Records for this exercise
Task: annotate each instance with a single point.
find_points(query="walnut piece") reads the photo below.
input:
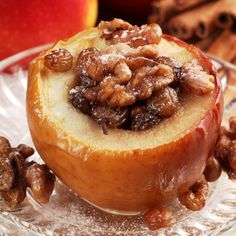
(59, 60)
(16, 174)
(41, 181)
(157, 218)
(196, 80)
(195, 198)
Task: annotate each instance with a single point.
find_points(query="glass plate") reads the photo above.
(66, 213)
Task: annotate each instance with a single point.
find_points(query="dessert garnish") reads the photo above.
(129, 85)
(224, 158)
(158, 100)
(16, 174)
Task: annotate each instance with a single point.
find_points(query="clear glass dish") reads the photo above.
(66, 213)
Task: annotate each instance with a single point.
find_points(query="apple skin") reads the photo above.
(132, 180)
(28, 23)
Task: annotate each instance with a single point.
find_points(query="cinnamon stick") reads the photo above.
(162, 10)
(186, 4)
(224, 46)
(200, 20)
(227, 14)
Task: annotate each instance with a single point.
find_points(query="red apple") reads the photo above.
(124, 170)
(28, 23)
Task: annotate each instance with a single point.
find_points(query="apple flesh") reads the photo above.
(124, 170)
(29, 23)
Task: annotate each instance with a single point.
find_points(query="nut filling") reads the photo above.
(129, 85)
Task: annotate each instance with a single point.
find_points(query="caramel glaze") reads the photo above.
(130, 180)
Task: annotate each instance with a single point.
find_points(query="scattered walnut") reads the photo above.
(7, 174)
(195, 198)
(15, 195)
(164, 103)
(157, 218)
(213, 169)
(25, 150)
(86, 81)
(196, 80)
(41, 181)
(232, 124)
(232, 155)
(223, 145)
(59, 60)
(176, 67)
(13, 169)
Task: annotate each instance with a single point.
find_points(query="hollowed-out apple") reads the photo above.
(124, 170)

What is asked
Extract every line of the records above word for word, and leave the picture out of your answer.

Response to the task
Task: annotate each instance with a single point.
find_points(query="walnut piece") reads the photo below.
input:
(59, 60)
(16, 174)
(41, 181)
(157, 218)
(196, 80)
(195, 198)
Task: annotate each instance with a single point.
find_points(query="glass plate") reads the photo above.
(66, 213)
Task: annotate each instance with a single point.
find_points(query="dessert garnish") reads the photo above.
(129, 85)
(224, 158)
(158, 100)
(16, 174)
Task: annotate each instance with a single point.
find_points(query="clear glass dish") reads the photo above.
(66, 213)
Task: annotate each instance with a single point.
find_points(query="apple skin") reads the photo above.
(132, 180)
(28, 23)
Task: annotate each instance with a single point.
find_points(query="cinnamon stick") reads the photo above.
(162, 10)
(186, 4)
(224, 46)
(200, 20)
(227, 14)
Task: annotate each instance with a single point.
find_points(query="red apple") reads the photo above.
(124, 170)
(28, 23)
Task: annotate each instance with a single point.
find_points(query="apple flesh") reads the photo above.
(124, 170)
(29, 23)
Task: annotate each instance with a single point.
find_points(query="nut filling") reads the photo above.
(129, 85)
Task: annotate each instance with a single point.
find_points(query="caramel glaze") reads the photo above.
(130, 180)
Task: annotate each instance with a single point.
find_points(query="scattered walnut") reads the photo above.
(7, 174)
(195, 198)
(15, 195)
(164, 103)
(157, 218)
(213, 169)
(25, 150)
(86, 81)
(196, 80)
(41, 181)
(232, 124)
(232, 155)
(223, 145)
(59, 60)
(176, 67)
(13, 169)
Task: annotate each instance with a single point.
find_points(query="hollowed-out apple") reads the photo above.
(124, 170)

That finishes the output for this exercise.